Member-Tamil Nadu Legislative Assembly
- In office 1985–1989
- Preceded by: N. A. Poongavanam
- Succeeded by: Durai Murugan
- Constituency: Katpadi

Personal details
- Born: 20 April 1937 Thondaiman Thulasi
- Party: All India Anna Dravida Munnetra Kazhagam
- Occupation: Politician

= G. Ragupathi =

Indian politician

G. Ragupathy is an Indian politician and a former Member of the Tamil Nadu Legislative Assembly (MLA). Ragupathy contested and won the Katpadi Assembly constituency in the 1984 Tamil Nadu Legislative Assembly election on behalf of the All India Anna Dravida Munnetra Kazhagam (AIADMK) party.

:: Supplied data ::
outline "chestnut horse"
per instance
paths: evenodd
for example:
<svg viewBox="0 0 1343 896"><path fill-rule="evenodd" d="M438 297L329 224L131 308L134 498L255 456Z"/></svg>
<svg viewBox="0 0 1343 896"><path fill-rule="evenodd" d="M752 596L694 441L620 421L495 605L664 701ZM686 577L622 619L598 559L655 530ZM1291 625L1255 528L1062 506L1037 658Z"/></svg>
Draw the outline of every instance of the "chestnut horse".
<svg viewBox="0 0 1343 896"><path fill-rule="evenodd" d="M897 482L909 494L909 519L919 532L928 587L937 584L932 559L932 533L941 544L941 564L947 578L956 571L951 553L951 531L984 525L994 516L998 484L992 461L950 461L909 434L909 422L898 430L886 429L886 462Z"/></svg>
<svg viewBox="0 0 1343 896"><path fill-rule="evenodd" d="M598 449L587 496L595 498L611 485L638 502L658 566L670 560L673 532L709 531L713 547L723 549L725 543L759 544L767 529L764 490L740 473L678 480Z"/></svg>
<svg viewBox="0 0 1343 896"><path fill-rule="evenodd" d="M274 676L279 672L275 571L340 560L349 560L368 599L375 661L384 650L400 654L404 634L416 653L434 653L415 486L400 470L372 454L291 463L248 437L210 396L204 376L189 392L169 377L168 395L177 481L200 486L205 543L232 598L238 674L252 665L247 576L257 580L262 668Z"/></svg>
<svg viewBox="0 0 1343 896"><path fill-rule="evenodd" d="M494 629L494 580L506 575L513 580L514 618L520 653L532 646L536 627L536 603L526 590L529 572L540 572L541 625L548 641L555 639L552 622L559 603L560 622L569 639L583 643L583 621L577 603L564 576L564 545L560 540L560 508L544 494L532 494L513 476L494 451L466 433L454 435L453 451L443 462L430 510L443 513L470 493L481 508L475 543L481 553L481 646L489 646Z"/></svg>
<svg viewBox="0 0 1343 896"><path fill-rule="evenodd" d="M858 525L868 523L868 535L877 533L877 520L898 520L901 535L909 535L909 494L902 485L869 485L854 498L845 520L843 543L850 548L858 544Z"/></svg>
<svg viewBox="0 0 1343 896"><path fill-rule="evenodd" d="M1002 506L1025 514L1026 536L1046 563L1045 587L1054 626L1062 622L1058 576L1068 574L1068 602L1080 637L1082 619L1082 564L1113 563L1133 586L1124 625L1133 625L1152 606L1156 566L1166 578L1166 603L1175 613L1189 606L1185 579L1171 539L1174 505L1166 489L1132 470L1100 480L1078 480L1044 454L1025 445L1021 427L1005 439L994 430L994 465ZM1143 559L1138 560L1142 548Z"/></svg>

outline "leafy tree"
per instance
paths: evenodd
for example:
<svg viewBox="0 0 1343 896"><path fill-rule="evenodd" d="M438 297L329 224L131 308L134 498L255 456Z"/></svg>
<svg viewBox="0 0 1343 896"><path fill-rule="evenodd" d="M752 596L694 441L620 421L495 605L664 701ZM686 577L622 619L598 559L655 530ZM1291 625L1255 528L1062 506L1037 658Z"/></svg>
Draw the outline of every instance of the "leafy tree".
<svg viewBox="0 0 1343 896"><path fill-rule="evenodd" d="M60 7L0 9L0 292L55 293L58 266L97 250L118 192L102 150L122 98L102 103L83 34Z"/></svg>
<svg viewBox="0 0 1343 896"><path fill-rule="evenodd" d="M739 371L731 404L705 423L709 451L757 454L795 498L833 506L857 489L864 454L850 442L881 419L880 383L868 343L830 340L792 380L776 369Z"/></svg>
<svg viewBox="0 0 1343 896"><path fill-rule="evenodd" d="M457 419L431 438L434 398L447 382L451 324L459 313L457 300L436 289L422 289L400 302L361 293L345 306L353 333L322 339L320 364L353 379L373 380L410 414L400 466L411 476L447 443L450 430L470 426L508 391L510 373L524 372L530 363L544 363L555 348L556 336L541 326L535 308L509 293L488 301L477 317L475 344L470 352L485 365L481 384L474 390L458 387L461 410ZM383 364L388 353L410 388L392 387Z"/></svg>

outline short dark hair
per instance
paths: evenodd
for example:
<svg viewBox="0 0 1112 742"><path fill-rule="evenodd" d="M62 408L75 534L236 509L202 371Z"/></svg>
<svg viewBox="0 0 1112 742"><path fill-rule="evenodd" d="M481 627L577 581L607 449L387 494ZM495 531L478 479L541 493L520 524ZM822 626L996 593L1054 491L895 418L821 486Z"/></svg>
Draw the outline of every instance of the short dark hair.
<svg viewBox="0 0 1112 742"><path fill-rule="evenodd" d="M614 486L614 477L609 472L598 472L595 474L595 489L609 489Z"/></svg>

:: List of tasks ::
1. Extract everything from "Personal details" down to "Kazhagam (AIADMK) party." in the G. Ragupathi profile, word for word.
2. Please copy the entries verbatim, everything from their first line down to the line containing "676L279 672L275 571L340", both ends included.

:: Task answers ::
1.
Personal details
- Born: 20 April 1937 Thondaiman Thulasi
- Party: All India Anna Dravida Munnetra Kazhagam
- Occupation: Politician

= G. Ragupathi =

Indian politician

G. Ragupathy is an Indian politician and a former Member of the Tamil Nadu Legislative Assembly (MLA). Ragupathy contested and won the Katpadi Assembly constituency in the 1984 Tamil Nadu Legislative Assembly election on behalf of the All India Anna Dravida Munnetra Kazhagam (AIADMK) party.

2.
outline "chestnut horse"
per instance
paths: evenodd
for example:
<svg viewBox="0 0 1343 896"><path fill-rule="evenodd" d="M438 297L329 224L131 308L134 498L255 456Z"/></svg>
<svg viewBox="0 0 1343 896"><path fill-rule="evenodd" d="M752 596L694 441L620 421L495 605L664 701ZM686 577L622 619L598 559L655 530ZM1291 625L1255 528L1062 506L1037 658Z"/></svg>
Draw the outline of every instance of the "chestnut horse".
<svg viewBox="0 0 1343 896"><path fill-rule="evenodd" d="M897 482L909 494L909 519L919 532L928 587L937 584L932 559L932 533L941 544L941 564L947 578L956 571L951 553L951 531L984 525L994 516L998 484L992 461L950 461L909 434L909 422L898 430L886 429L886 462Z"/></svg>
<svg viewBox="0 0 1343 896"><path fill-rule="evenodd" d="M598 449L587 496L595 498L611 485L638 502L658 566L670 560L673 532L709 531L713 547L723 549L725 543L759 544L767 529L764 490L740 473L678 480Z"/></svg>
<svg viewBox="0 0 1343 896"><path fill-rule="evenodd" d="M274 676L279 672L275 571L340 560L349 560L368 599L375 661L384 650L400 654L404 634L416 653L434 653L415 486L400 470L372 454L291 463L248 437L210 396L204 376L189 392L169 377L168 395L177 481L200 486L205 543L232 598L238 674L252 665L247 576L257 580L262 668Z"/></svg>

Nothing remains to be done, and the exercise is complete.